Text provided:
Yes, she did say that.

Anyway, I wasn't sure she
should know that we know.

No, you did the right thing.

George, go to her office

and see if you can find anything

- that pertains to James Smith.
- Sir.

I wasn't lying

if that's what you're thinking.

You said you'd never seen him.

I didn't know that man was James Smith.

The bartender said you
were staring at him.

I wasn't...

I don't stare.

Staring is obvious; I'm a professional.

You were looking at him.

I thought he might be a client.

I received a call from
a telephone exchange.

A man asked to meet with me
at O'Donnell's at 8 o'clock.

Are you in the habit of
meeting strangers in taverns?

Meeting with clients in taverns

comprises a good part of my business.

- (bell tolling outside)
- Who was this client?

I don't know.

He never showed up.


Believe me, if I had known
that man was James Smith,

I would have delivered the
letter right then and there

and saved myself a lot of bother.

Sir we found these
in Miss Pink's office.

She had them filed under James Smith.

I've shown them to several
of Mr. Smith's neighbours;

they all positively identified him.

Sir, she not only knew who he was...

She was following him.

Sir, she could be our killer.

(indistinct conversations)

So it's to be a formal interview.

Am I a suspect?

Did you take these photographs?

No. I did not.

Do you know who that is?

Should I?

Please, answer the question, Miss Pink.

"Miss Pink," is it?

Very well, Detective.

It's James Smith!

So you do know what he looks like.

He's the man I saw at O'Donnell's.

Supplied information:
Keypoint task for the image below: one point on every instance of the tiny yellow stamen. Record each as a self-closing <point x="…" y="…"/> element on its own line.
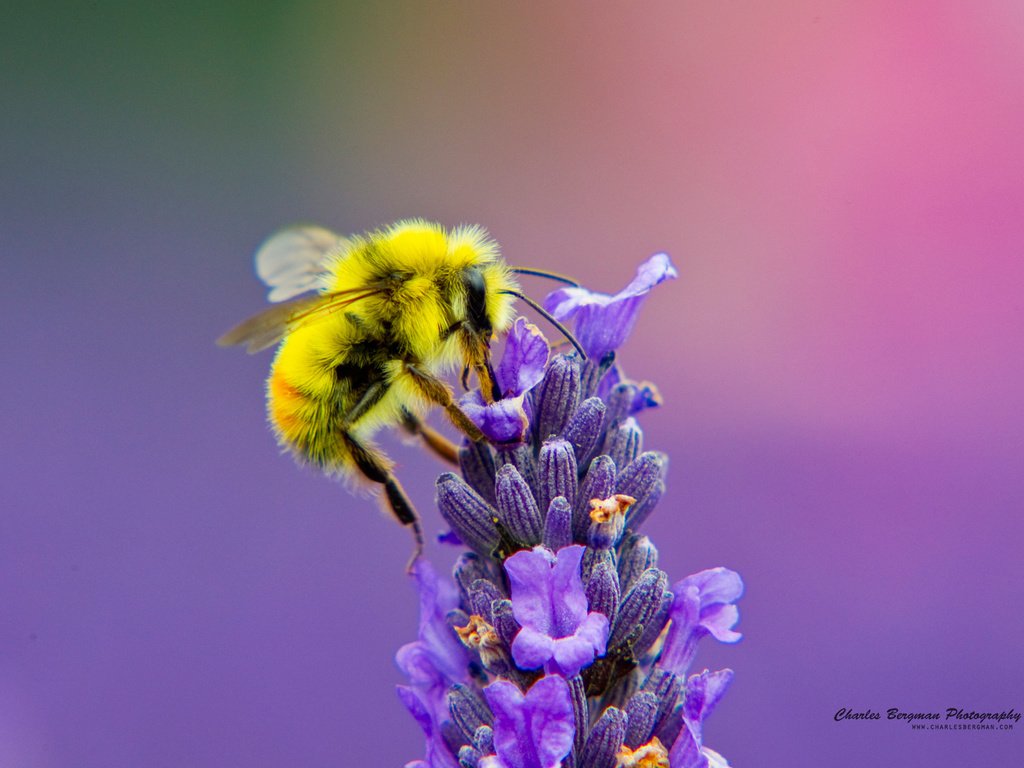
<point x="602" y="510"/>
<point x="481" y="637"/>
<point x="650" y="755"/>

Goal:
In the dialogue, under what name were the photographs found in Miss Pink's office filed?

Exercise result:
Under James Smith.